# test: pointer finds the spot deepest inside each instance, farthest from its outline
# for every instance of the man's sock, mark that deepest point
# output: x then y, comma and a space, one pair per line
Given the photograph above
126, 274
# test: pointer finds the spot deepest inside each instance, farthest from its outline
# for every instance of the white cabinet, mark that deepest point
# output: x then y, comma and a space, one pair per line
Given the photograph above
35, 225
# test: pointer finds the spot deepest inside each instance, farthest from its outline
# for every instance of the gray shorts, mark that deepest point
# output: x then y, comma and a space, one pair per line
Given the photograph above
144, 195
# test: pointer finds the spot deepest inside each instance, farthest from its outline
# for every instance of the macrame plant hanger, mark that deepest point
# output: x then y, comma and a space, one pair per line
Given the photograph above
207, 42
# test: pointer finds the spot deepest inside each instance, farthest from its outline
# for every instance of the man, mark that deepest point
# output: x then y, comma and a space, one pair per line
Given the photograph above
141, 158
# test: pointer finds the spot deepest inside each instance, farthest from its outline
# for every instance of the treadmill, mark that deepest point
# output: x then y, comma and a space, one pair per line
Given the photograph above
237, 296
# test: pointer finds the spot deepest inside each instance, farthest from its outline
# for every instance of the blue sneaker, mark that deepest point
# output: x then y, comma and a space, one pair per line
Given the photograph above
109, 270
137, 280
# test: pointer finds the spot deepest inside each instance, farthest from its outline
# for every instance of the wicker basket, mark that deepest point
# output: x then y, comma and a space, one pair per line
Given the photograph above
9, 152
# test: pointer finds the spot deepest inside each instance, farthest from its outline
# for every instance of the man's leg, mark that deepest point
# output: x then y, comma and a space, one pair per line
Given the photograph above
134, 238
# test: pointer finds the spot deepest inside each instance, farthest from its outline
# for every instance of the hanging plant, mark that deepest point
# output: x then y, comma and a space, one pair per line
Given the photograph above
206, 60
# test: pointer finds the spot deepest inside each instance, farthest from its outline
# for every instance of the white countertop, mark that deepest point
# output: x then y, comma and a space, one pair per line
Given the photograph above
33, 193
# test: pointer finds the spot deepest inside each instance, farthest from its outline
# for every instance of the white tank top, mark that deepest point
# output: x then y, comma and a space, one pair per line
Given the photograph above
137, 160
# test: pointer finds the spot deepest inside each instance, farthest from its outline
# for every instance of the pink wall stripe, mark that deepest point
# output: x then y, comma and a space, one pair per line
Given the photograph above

*Problem to work on*:
Restate the listing above word for word.

*Answer for this exercise*:
# test: pointer finds the spot deepest inside each instance, farthest from its outline
# for every instance of the man's sock, mark that deepest point
# output: x then y, comma and a space, one pair per line
Given the photograph above
126, 274
# test: pointer finds the spot deepest inside each instance, farthest from its outline
# for every instance of the white cabinet, mark that deepest point
# output: x then y, comma and a space, one pair per line
Given the photograph above
35, 225
# test: pointer finds the spot deepest inside each instance, farthest from its outline
# for every instance of the gray shorts, mark that deepest point
# output: x then y, comma and a space, one pair per line
Given the photograph above
144, 195
# test: pointer finds the spot deepest inside each instance, farthest from its outline
# for every instance of the macrame plant hanger, mark that deepest point
# output: x then y, comma and a space, one pair per line
Given the photograph above
207, 42
# test: pointer finds the spot deepest inside each instance, farthest from its outline
# for every instance of the man, mark that deepest point
# output: x then y, comma and a space, one pair per line
Given the photograph above
141, 158
# test: pointer finds the spot deepest inside each instance, farthest from its outline
# for every instance of the treadmill, mark that deepest point
# output: x then y, comma and a space, one pair per line
Given the photograph above
237, 296
# test: pointer finds the spot deepest inside each instance, farthest from its outline
# for every instance of the blue sneaker, mark that deepest point
# output: x then y, comma and a space, one pair per line
Given the photograph above
109, 270
137, 280
# test: pointer finds the spot deepest inside each instance, farthest from its outline
# for every instance of the wicker basket, mark that deepest point
# output: x then y, comma and a space, one pair per line
Given the photograph above
9, 152
# test: pointer finds the spot deepest inside each instance, farthest from its outline
# for every instance of the man's leg, mark that deepest point
# output: x then y, comma and a space, one pair per line
Given the photograph above
134, 238
# test: pointer finds the spot deepest inside each instance, farthest from its outline
# for every instance of the hanging plant, mark that deepest point
# output: x then y, comma and a space, one pair per line
Given the photograph above
206, 60
# test: pointer finds the spot deepest inside each instance, farthest from its outline
# for every instance of the white countertop, mark that deepest point
# output: x then y, comma and a space, one pair per line
Given the photograph above
33, 193
# test: pointer finds the spot deepest inside each instance, farthest from its outline
# for every instance of the white tank top, mark that deepest point
# output: x then y, comma and a space, one pair per line
Given the photograph above
137, 160
# test: pointer finds the spot deepest inside each instance, farthest from its outline
# for every instance of the pink wall stripe, mark that deepest point
# output: x then y, comma and a space, one pair per line
Given the photograph above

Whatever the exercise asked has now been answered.